• [Information]:
BEGIN
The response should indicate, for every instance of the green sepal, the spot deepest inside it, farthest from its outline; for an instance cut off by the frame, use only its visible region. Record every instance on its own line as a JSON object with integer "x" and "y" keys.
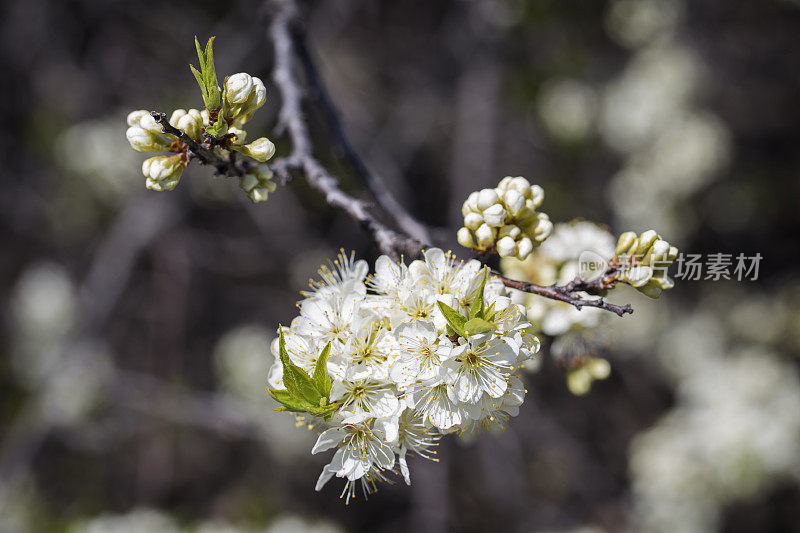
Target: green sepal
{"x": 218, "y": 129}
{"x": 476, "y": 309}
{"x": 454, "y": 319}
{"x": 475, "y": 326}
{"x": 320, "y": 378}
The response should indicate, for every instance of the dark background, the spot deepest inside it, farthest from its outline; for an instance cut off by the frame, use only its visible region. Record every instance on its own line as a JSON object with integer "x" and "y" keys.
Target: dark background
{"x": 129, "y": 317}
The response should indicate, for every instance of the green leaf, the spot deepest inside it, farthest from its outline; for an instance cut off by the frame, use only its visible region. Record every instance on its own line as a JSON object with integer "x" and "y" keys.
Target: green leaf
{"x": 320, "y": 378}
{"x": 476, "y": 309}
{"x": 207, "y": 77}
{"x": 324, "y": 411}
{"x": 289, "y": 402}
{"x": 474, "y": 326}
{"x": 219, "y": 128}
{"x": 297, "y": 382}
{"x": 489, "y": 313}
{"x": 453, "y": 318}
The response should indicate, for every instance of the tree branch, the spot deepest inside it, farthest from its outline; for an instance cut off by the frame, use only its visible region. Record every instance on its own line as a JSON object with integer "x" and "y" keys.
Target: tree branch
{"x": 571, "y": 292}
{"x": 372, "y": 182}
{"x": 302, "y": 160}
{"x": 229, "y": 167}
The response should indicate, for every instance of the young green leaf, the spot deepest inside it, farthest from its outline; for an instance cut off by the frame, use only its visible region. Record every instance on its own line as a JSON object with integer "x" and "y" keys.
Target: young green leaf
{"x": 476, "y": 309}
{"x": 289, "y": 402}
{"x": 207, "y": 76}
{"x": 453, "y": 318}
{"x": 474, "y": 326}
{"x": 297, "y": 382}
{"x": 321, "y": 379}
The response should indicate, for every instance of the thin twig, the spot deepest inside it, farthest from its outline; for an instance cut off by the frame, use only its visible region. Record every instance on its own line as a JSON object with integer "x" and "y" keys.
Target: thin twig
{"x": 229, "y": 166}
{"x": 569, "y": 293}
{"x": 302, "y": 160}
{"x": 371, "y": 181}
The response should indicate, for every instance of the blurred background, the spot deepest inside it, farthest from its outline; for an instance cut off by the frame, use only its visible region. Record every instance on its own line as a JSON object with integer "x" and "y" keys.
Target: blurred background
{"x": 135, "y": 325}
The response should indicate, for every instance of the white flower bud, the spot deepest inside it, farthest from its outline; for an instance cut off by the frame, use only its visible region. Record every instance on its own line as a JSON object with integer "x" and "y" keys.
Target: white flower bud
{"x": 473, "y": 221}
{"x": 515, "y": 202}
{"x": 536, "y": 195}
{"x": 258, "y": 183}
{"x": 646, "y": 241}
{"x": 524, "y": 247}
{"x": 261, "y": 149}
{"x": 506, "y": 247}
{"x": 259, "y": 95}
{"x": 465, "y": 239}
{"x": 142, "y": 140}
{"x": 486, "y": 198}
{"x": 520, "y": 185}
{"x": 189, "y": 121}
{"x": 239, "y": 134}
{"x": 163, "y": 172}
{"x": 471, "y": 204}
{"x": 505, "y": 183}
{"x": 543, "y": 228}
{"x": 238, "y": 88}
{"x": 625, "y": 242}
{"x": 511, "y": 230}
{"x": 135, "y": 116}
{"x": 495, "y": 215}
{"x": 485, "y": 236}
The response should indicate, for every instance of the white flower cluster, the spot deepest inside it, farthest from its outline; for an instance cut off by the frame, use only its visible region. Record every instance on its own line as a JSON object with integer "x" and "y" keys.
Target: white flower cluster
{"x": 505, "y": 218}
{"x": 414, "y": 351}
{"x": 242, "y": 96}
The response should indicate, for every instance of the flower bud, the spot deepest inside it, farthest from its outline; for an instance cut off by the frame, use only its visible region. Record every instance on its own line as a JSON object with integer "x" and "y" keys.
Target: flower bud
{"x": 163, "y": 172}
{"x": 473, "y": 221}
{"x": 646, "y": 241}
{"x": 543, "y": 228}
{"x": 471, "y": 204}
{"x": 515, "y": 202}
{"x": 495, "y": 215}
{"x": 238, "y": 88}
{"x": 189, "y": 121}
{"x": 143, "y": 141}
{"x": 506, "y": 247}
{"x": 487, "y": 198}
{"x": 485, "y": 236}
{"x": 524, "y": 247}
{"x": 465, "y": 239}
{"x": 135, "y": 116}
{"x": 239, "y": 135}
{"x": 512, "y": 231}
{"x": 261, "y": 149}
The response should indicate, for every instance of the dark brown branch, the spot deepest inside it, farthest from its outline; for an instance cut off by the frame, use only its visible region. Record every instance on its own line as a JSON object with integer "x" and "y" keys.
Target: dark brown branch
{"x": 570, "y": 293}
{"x": 203, "y": 152}
{"x": 377, "y": 188}
{"x": 302, "y": 160}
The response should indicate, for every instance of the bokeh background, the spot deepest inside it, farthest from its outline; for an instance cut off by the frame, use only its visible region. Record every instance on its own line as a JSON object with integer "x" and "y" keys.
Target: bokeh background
{"x": 135, "y": 325}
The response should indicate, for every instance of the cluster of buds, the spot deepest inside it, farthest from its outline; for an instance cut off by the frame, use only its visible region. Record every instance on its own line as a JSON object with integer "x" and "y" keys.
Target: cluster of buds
{"x": 505, "y": 219}
{"x": 145, "y": 135}
{"x": 258, "y": 183}
{"x": 644, "y": 261}
{"x": 218, "y": 127}
{"x": 243, "y": 95}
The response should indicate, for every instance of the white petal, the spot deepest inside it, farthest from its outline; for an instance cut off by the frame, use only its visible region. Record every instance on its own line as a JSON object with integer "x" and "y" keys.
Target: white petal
{"x": 324, "y": 477}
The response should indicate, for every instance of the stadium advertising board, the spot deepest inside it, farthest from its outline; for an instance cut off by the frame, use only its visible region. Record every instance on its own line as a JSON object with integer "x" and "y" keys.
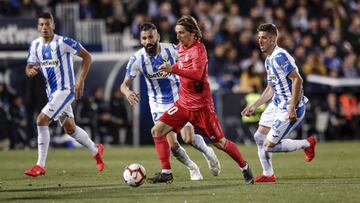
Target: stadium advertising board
{"x": 17, "y": 33}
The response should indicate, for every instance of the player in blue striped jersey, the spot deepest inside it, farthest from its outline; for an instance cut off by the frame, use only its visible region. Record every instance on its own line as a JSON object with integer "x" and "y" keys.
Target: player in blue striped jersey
{"x": 51, "y": 56}
{"x": 163, "y": 90}
{"x": 286, "y": 109}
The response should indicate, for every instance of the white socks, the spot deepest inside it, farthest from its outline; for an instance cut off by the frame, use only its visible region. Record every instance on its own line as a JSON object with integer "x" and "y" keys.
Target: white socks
{"x": 44, "y": 140}
{"x": 289, "y": 145}
{"x": 83, "y": 138}
{"x": 264, "y": 157}
{"x": 43, "y": 144}
{"x": 180, "y": 154}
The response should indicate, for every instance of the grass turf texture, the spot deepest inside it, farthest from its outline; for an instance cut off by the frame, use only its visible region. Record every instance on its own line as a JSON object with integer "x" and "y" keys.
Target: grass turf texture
{"x": 71, "y": 176}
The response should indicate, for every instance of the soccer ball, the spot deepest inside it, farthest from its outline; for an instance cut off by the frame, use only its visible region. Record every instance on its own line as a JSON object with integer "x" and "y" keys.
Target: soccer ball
{"x": 134, "y": 175}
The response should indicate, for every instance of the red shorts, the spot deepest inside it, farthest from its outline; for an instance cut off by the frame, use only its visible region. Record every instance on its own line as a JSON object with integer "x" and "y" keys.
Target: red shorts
{"x": 204, "y": 119}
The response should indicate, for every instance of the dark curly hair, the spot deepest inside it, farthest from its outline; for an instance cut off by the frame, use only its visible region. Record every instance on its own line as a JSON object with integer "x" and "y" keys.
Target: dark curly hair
{"x": 190, "y": 25}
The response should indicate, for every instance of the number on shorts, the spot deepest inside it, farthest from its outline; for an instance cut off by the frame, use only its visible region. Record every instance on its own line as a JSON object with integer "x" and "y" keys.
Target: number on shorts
{"x": 172, "y": 110}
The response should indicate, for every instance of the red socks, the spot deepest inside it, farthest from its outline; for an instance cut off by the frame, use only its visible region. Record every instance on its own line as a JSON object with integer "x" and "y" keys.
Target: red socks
{"x": 163, "y": 150}
{"x": 231, "y": 149}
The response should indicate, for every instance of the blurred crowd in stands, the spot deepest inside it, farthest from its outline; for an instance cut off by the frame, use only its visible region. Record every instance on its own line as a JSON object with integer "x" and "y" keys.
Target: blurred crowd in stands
{"x": 322, "y": 35}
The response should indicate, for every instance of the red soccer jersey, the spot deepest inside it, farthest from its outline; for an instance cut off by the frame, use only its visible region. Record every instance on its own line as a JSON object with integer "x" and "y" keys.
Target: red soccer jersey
{"x": 192, "y": 68}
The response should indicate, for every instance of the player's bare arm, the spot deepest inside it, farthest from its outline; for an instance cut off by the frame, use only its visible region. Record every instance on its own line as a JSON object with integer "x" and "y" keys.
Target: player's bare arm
{"x": 132, "y": 97}
{"x": 265, "y": 97}
{"x": 165, "y": 67}
{"x": 85, "y": 66}
{"x": 31, "y": 70}
{"x": 296, "y": 91}
{"x": 195, "y": 74}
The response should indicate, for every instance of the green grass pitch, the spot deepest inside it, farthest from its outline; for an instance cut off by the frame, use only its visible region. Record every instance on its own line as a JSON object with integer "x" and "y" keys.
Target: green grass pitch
{"x": 333, "y": 176}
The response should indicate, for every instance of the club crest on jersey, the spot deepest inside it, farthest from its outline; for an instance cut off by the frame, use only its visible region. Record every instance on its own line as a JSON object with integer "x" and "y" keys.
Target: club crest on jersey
{"x": 186, "y": 57}
{"x": 48, "y": 63}
{"x": 273, "y": 79}
{"x": 158, "y": 75}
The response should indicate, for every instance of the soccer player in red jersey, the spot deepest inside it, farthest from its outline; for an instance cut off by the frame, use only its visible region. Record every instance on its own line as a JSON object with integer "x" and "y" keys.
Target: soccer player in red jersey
{"x": 195, "y": 104}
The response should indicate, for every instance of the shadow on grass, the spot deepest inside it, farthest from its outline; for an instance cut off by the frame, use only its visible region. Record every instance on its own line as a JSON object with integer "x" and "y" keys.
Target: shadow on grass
END
Which lines of the listing contain the word "shadow"? Copy each of them.

• [Task answer]:
The response should indicate, for every instance of the shadow on grass, the spot deepest inside it, farthest from its outline; for an instance cut off by the frame, use only its visible region. Record every instance on its own line as a JSON object with integer "x" and "y" keys.
Target: shadow on grass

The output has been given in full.